■ **Required work**:
(1) According to the MedMe case study, how many pages did the signup portal have before and after the redesign?
(2) Extract the part of the MedMe case study starting with "Successfully enabling access" and going on through "the very start.", word for word.

■ **Passage provided**:
------------------------------------

MedMe | Designing Accessible Healthcare

Tara T

Product Designer
Product Manager
Figma
Microsoft Excel

In 2020, the world was hit with the COVID-19 pandemic and healthcare in Canada changed. The onus of vaccinations and accessible healthcare began to decentralize and responsibility began falling on pharmacists.

At the time, MedMe was focused on allowing pharmacists to take control of their days and inventory by scheduling consultations. The current intake module was cumbersome and clunky, and a number of patients complained about the roundabout signup forms. For a tool meant to streamline the planning and booking of patients, this meant patients were unable to receive appropriate and timely care.




Seeing the lay of the land

My first step was to conduct a competitive analysis of flows, steps, and requirements, and cross-referencing them with different provincial signup regulations. In doing so, I was able to familiarize myself with a variety of combinations, such as account creation, segmentation of clinics and services, etc..




Rethinking the intake process

This eventually paved the path for a series of iterative designs and development sessions. The goal was not to reinvent the wheel, but to simplify the intake process to a series of forms that older users were 1) able to understand easily (fit into their mental model) 2) did not require extensive information to sign up and 3) accurately capture provincially mandated information.




Successfully enabling access to care

Post-redesign, the signup portal went from a 1-question-per-page format to a neatly organized, highly usable, and condensed form. Additional successes included:

  • Number of pages reduced from 21 to 9
  • Reduced time from an average of 5-8 minutes to an average of 2.75 minutes


My top 2 learnings

  • User research and testing would've been nice - this work was done almost entirely in a design-dev bubble. Given the quick timelines and speedy nature of an early-stage startup, it makes sense how the product was developed. But in a more mature company, this would never fly.
  • I switched from Adobe XD to Figma partway and had to build the components from scratch. As we worked with more clients, our whitelabeling meant components changed as well. I eventually built a component library, but this would've been a great thing to do at the very start.

------------------------------------

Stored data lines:
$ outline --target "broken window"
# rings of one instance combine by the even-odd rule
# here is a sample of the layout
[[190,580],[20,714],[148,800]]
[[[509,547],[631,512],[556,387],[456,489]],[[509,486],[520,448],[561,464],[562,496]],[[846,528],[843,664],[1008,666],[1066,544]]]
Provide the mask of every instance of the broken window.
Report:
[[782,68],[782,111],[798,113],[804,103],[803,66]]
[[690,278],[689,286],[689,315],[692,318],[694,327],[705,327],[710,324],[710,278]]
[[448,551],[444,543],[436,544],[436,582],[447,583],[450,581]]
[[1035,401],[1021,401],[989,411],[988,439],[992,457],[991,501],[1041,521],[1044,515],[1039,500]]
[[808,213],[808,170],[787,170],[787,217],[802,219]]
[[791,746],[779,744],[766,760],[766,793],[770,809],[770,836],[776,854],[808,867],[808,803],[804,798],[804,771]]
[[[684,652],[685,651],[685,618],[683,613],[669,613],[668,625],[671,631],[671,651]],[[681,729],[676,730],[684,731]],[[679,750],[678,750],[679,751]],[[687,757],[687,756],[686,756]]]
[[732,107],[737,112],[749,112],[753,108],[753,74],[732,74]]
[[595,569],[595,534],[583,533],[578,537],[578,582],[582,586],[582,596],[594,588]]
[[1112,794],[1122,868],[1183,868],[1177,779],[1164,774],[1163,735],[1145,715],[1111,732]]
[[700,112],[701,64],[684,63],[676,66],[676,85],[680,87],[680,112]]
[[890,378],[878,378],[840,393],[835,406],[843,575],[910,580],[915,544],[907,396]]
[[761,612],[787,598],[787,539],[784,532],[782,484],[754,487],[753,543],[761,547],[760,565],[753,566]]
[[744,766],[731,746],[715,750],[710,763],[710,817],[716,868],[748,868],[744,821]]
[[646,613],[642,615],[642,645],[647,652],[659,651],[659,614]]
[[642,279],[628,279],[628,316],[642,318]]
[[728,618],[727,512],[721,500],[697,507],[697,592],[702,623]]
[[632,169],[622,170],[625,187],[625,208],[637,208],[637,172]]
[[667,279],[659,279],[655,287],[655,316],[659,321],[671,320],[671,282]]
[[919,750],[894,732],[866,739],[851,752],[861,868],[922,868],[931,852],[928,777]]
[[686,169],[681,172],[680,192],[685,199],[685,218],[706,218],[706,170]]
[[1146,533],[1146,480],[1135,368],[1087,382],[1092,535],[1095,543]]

------------------------------------

■ **Responses for each task**:
(1) It went from 21 pages to 9.

(2)
Successfully enabling access to care

Post-redesign, the signup portal went from a 1-question-per-page format to a neatly organized, highly usable, and condensed form. Additional successes included:

  • Number of pages reduced from 21 to 9
  • Reduced time from an average of 5-8 minutes to an average of 2.75 minutes


My top 2 learnings

  • User research and testing would've been nice - this work was done almost entirely in a design-dev bubble. Given the quick timelines and speedy nature of an early-stage startup, it makes sense how the product was developed. But in a more mature company, this would never fly.
  • I switched from Adobe XD to Figma partway and had to build the components from scratch. As we worked with more clients, our whitelabeling meant components changed as well. I eventually built a component library, but this would've been a great thing to do at the very start.